JOB A:
According to the article on satellite-radio rate caps below, for how many years did the FCC require the broadcasters to hold prices when it approved the Sirius-XM merger?

SELECTED TEXT:
Washington - Final comments on whether the Federal Communications Commission (FCC) should extend satellite-radio rate caps beyond July 28 are due tomorrow at the FCC.

During a Deutsche Bank conference earlier this week, SiriusXM executive VP/chief financial officer David Frear said the caps would "probably expire," claiming most of the comments sent to the FCC argued for expiration.

The commission conditioned its approval of the Sirius-XM merger in 2008 on a commitment by the broadcasters to hold prices for three years. The FCC also reserved the right to extend, remove or modify the caps after the three years were up.

The caps apply to the broadcaster's $12.95/month standard packages as well as to the $6.99 a la carte service offering a selection of about 50 channels, $9.99 mostly news/talk service, and a $9.99 mostly music service. The cap also applies to a $16.99/month "best of" packages that delivers all XM channels, plus some Sirius channels, and all Sirius channels plus some XM channels. The caps also cover family-friendly versions of the broadcaster's plans, allowing for $1 off the standard packages and $2 off the "best of" packages.

The caps do not apply to future services that SiriusXM would offer under its 2.0 service due in the fall.

Some plans -- such as "best of," a la carte, mostly news, mostly talk, and family-friendly options -- were created to meet conditions required by the FCC for merger approval. Only the rate caps on those plans could expire on July 28, not the requirement that the plans be offered, an FCC spokesperson told TWICE.

When it approved the merger, the FCC said the voluntary commitment to freeze prices, excluding passthroughs of any increase in music royalty fees, "would mitigate the harm from any post-merger price increases." The FCC also stated that "it did not know what the competitive landscape would be like in three years" and that it would seek public comment "on whether the price cap continues to be necessary in the public interest and whether the price cap should be modified, removed, or extended."

In arguing for a lifting of the caps, SiriusXM contended that "it is clear that the audio entertainment market is even more robustly competitive today than it was in 2008" and that "satellite radio competes for listeners with an expanding array of audio entertainment choices -- most of which are available to consumers for free." The choices include HD Radio, iPods, and other portable audio devices that "increasingly include Internet-based services, such as Pandora, Rhapsody, Slacker, Lastfm and iHeartradio," SiriusXM said. "This competition for audio entertainment is especially acute in vehicles, with several automakers introducing features integrating Internet-based services, further reducing any remaining arguable hurdles to the seamless use of smartphones, iPods and other portable audio devices in vehicles."

In its comments to the FCC, SiriusXM also quoted from the Department of Justice's approval of the merger. The department  at the time noted that "a number of technology platforms are under development that are likely to offer new or improved alternatives  to satellite radio [including] ... the expected introduction within several years of next-generation wireless networks capable of streaming Internet radio to mobile devices."

In his comments at the Deutsche Bank conference, Frear said IP-based music services "will continue to proliferate and will move from fixed locations to mobile" at what he called a "rapid" pace.

JOB B:
Please copy, word for word, everything in the records below from the line that contains "Here's a bet: you won't be able to pinpoint the avocado" down to the line that contains "122 0 249 100", including both of those lines.

Items from a dataset:
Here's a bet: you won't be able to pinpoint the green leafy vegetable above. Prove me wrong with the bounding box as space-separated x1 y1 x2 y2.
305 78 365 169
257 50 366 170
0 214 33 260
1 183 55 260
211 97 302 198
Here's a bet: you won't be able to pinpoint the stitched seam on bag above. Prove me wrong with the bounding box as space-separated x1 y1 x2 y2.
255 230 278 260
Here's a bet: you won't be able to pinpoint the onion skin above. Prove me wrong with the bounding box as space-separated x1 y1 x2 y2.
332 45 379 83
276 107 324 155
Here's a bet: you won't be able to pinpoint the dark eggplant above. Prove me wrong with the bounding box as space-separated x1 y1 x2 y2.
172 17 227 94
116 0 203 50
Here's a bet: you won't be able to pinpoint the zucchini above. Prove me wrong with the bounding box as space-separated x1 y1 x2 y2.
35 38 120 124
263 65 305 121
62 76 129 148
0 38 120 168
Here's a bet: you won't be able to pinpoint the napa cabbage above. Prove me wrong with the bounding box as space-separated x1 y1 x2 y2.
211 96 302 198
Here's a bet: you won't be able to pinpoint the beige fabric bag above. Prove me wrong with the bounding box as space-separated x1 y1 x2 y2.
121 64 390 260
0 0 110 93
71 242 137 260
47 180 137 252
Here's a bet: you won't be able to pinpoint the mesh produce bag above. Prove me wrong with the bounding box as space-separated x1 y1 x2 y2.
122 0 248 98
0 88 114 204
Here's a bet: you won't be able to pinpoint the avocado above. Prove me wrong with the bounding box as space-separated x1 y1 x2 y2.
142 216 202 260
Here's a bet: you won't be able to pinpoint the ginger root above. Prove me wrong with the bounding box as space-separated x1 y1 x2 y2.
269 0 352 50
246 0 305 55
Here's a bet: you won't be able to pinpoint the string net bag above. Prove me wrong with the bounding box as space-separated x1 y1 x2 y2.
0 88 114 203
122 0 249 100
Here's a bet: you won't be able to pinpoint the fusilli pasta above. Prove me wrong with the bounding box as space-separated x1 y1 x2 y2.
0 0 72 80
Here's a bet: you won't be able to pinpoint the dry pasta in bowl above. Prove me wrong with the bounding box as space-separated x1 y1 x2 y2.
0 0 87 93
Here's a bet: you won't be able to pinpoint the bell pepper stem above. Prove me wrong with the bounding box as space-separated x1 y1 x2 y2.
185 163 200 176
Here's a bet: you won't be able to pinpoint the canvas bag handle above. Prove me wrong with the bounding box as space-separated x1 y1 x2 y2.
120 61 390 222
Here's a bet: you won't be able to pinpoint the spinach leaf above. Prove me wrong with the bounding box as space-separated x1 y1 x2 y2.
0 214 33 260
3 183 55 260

CORRECT RESPONSE A:
Three years.

CORRECT RESPONSE B:
Here's a bet: you won't be able to pinpoint the avocado above. Prove me wrong with the bounding box as space-separated x1 y1 x2 y2.
142 216 202 260
Here's a bet: you won't be able to pinpoint the ginger root above. Prove me wrong with the bounding box as space-separated x1 y1 x2 y2.
269 0 352 50
246 0 305 55
Here's a bet: you won't be able to pinpoint the string net bag above. Prove me wrong with the bounding box as space-separated x1 y1 x2 y2.
0 88 114 203
122 0 249 100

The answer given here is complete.